Whenever you pair good nutrition with physical therapy, it’s a duo unlike any other. However, many people know that good nutrition is the pathway to good health. Good nutrition is a simple and powerful way to help with those aches and pains.
How Nutrition Can Help Physical Therapy
Nutritional interventions are alone useful tools to improve overall health outcomes in patients, and specifically reduce inflammation. Low-grade inflammation and oxidative stress underlie chronic osteoarthritis. Patients with poor nutrition habits who undergo physical therapy may notice a decrease in pain within as little as 4 days with the right diet.
You will not only notice a decrease in inflammation, but also a decrease in edema, an improved metabolic profile, a decrease of nociception, and improvements in function. When you combine nutrition with therapeutic exercise it is a powerful combination that sets you up for success and with this valuable health skill.”
“A systematic review and meta-analysis in the 2017 European Journal of Nutrition found that a Mediterranean-style eating pattern exerts a protective effect on the risk of cardiovascular disease, and is associated with smaller gains in BMI and waist circumference.
You would be surprised to find out that many still are unaware of the relationship between a healthy body and good eating habits. The benefits of this lifestyle have been proven time and time again as an efficient and surgery and prescription free way of treatment. Osteoarthritis is a condition that affects multiple parts of the body, wearing down cartilage at the ends of bones causing them to rub against each other. It’s the most common form of arthritis and millions of people struggle with it every day.
According to a study conducted in 2014, evidence collected during it suggested that patients with Osteoarthritis benefited from an improved diet and exercise, helping to alleviate the pain in overweight and obese patients.
Healthier living should always begin with physical therapy, people who can recommend the right steps and directions to take to help you achieve a healthier body. This can include them giving you the tools and advice you need or a referral to a dietitian or someone else who can help.
How Nutrition Can Help You And Your Physical Therapist
Every physical therapist knows that nutrition plays a critical role in the healing process from musculoskeletal injury. The phases of healing include inflammation, proliferation, and remodeling. It’s also important to remember that excess inflammation will cause cell damage to previously healthy tissue.
To take control of inflammation, a physical therapist will advise that patients increase consumption of omega-3. In particular, there are two crucial ones — EPA (Eicosapentaenoic acid) and DHA (Docosahexaenoic acid) — which are primarily found in certain fish. Both of these fatty acids are key components in maintaining a healthy body. EPA especially, as it helps the body synthesize the chemicals which play major roles in inflammation and blood clotting.
ALA (alpha-linolenic acid), another omega-3 fatty acid, is found in plant sources such as nuts and seeds. This nutrient can be found in avocado, almonds, fish oil, olive oil, and pecans. A physical therapist will also advise you to incorporate fruits and vegetables into your diet. That’s because these foods are rich in antioxidants and contain pro-inflammatory cytokines.

## Extracted records
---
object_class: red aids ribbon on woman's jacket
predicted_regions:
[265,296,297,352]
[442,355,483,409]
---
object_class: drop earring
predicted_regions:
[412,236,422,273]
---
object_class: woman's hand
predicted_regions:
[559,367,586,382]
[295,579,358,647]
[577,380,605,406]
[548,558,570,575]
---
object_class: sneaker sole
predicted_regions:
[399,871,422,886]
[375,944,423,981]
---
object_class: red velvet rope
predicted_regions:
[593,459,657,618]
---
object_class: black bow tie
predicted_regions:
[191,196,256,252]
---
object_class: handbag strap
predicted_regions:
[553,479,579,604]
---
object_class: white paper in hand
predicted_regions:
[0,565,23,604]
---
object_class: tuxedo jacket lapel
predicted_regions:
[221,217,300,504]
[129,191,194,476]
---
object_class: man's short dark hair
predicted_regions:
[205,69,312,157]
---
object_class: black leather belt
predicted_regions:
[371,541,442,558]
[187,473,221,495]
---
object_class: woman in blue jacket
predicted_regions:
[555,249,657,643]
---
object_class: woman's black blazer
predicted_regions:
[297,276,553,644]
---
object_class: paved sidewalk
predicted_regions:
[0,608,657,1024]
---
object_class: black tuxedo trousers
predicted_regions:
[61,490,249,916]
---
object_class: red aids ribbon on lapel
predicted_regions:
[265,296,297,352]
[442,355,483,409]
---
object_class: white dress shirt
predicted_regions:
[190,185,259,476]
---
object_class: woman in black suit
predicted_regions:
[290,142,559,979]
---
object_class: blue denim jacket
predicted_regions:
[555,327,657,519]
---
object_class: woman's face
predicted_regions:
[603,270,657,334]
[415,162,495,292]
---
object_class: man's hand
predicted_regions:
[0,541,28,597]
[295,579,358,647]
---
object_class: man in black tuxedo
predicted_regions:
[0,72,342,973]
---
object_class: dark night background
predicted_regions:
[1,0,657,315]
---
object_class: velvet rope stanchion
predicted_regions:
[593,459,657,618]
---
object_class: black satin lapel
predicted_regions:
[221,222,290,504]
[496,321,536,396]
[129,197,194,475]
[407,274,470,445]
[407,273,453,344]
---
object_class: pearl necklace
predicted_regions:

## Tasks to perform
A - In two sentences, summarize the text on nutrition and physical therapy.
B - According to the nutrition text, why does a physical therapist advise patients to increase their omega-3 consumption?
Answer using only the text.

## Solutions by task
A - Pairing good nutrition with physical therapy helps with aches and pains by reducing inflammation, and patients with poor nutrition habits may notice less pain within as little as 4 days with the right diet. Osteoarthritis patients have benefited from improved diet and exercise, and physical therapists advise eating more omega-3 fatty acids along with fruits and vegetables.

B - A physical therapist advises it to take control of inflammation. EPA is singled out because it helps the body synthesize chemicals that play major roles in inflammation and blood clotting.